● Activity:
Exact transcription with no images: write out all of the entries below.

---------- Data in this exercise ----------

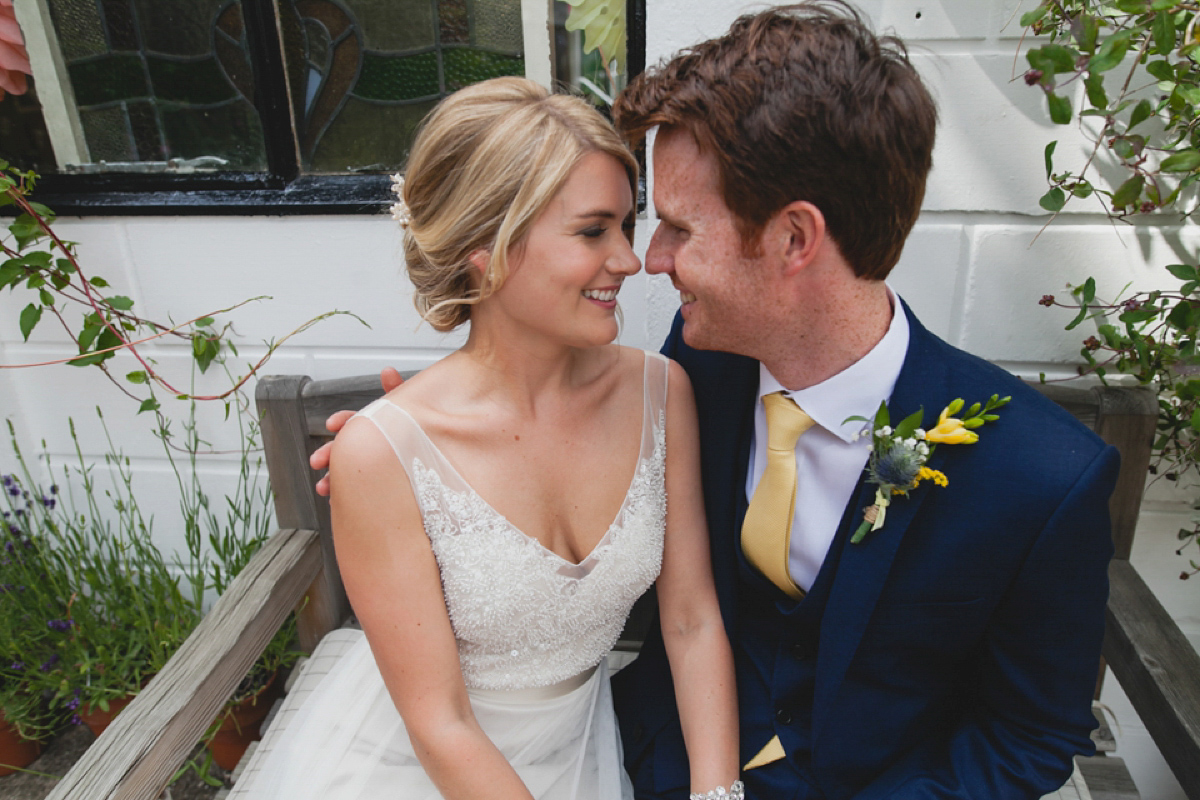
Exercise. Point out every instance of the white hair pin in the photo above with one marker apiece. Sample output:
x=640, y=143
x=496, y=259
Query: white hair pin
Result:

----------

● Written answer:
Exercise. Point out every instance of the white hair pin in the photo above with one marker apiece. Sample output:
x=640, y=143
x=496, y=259
Query: white hair pin
Result:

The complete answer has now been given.